--- To do ---
Turn the data below into a JSON list of strings, one string per line and blank lines omitted, starting at the line that contains "Indicate a point on each instance of the golf club" and ending at the final line of the data.

--- Data section ---
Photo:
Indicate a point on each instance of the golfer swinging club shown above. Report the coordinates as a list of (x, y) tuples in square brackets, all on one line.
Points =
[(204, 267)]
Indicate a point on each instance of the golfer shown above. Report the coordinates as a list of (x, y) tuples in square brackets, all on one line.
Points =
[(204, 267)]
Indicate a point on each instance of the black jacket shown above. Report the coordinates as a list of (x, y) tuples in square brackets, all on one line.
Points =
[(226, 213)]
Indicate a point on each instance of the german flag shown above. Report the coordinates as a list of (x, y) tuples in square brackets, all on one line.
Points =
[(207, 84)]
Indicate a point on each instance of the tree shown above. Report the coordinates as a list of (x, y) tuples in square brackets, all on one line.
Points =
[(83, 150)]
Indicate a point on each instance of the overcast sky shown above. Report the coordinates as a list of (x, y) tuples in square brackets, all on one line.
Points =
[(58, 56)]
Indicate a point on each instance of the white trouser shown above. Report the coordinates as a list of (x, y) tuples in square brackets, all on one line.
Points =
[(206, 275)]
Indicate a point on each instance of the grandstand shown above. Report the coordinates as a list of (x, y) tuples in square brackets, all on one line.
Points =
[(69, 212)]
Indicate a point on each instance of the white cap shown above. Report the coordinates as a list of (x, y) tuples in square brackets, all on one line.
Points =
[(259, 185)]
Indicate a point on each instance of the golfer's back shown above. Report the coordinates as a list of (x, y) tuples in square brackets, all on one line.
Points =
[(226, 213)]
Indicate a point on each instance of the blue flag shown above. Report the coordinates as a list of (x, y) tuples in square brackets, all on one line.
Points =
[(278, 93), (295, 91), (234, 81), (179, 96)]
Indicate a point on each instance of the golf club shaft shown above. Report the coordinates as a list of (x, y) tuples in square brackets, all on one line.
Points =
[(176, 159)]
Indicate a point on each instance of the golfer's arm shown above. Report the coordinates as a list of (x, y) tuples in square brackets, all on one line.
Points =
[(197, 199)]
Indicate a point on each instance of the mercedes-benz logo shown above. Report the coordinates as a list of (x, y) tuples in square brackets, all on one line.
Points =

--- Result ---
[
  "Indicate a point on each instance of the golf club shaft shown above. Report the coordinates as a list of (x, y) tuples in square brackets, all on one line.",
  "Points =",
  "[(176, 159)]",
  "Indicate a point on each instance of the golfer's arm shown above. Report the coordinates as a list of (x, y) tuples in square brackets, all on one line.",
  "Points =",
  "[(197, 199)]",
  "Indicate a point on each instance of the mercedes-benz logo shown above. Report the coordinates as a list of (x, y) tuples in square brackets, all on one line.",
  "Points ="
]